• [TASK DESCRIPTION]: Which lines in the records below contain the string "black", with case counting? Copy each of those lines in full.

• [RECORD LIST]:

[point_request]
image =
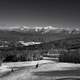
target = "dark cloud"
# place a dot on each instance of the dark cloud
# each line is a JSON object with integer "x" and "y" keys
{"x": 39, "y": 12}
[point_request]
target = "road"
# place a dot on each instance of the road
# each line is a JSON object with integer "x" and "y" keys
{"x": 54, "y": 71}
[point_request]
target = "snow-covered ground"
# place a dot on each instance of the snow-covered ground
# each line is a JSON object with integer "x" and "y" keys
{"x": 58, "y": 67}
{"x": 26, "y": 63}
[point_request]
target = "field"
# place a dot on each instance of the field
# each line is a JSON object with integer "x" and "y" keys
{"x": 48, "y": 71}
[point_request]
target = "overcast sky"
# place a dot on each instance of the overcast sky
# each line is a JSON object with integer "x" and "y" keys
{"x": 61, "y": 13}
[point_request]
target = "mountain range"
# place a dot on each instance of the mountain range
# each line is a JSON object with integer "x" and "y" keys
{"x": 40, "y": 29}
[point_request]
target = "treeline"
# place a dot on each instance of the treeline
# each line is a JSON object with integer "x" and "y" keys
{"x": 72, "y": 56}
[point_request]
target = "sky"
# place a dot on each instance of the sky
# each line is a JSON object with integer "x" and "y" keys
{"x": 61, "y": 13}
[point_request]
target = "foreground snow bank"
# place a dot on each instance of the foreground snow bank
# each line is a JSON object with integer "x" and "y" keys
{"x": 26, "y": 63}
{"x": 4, "y": 68}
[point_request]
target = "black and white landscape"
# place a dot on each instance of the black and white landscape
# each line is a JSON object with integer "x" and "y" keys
{"x": 39, "y": 40}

• [RESULT OF THIS TASK]:
target = "black and white landscape"
# place a dot on each instance of the black and white landscape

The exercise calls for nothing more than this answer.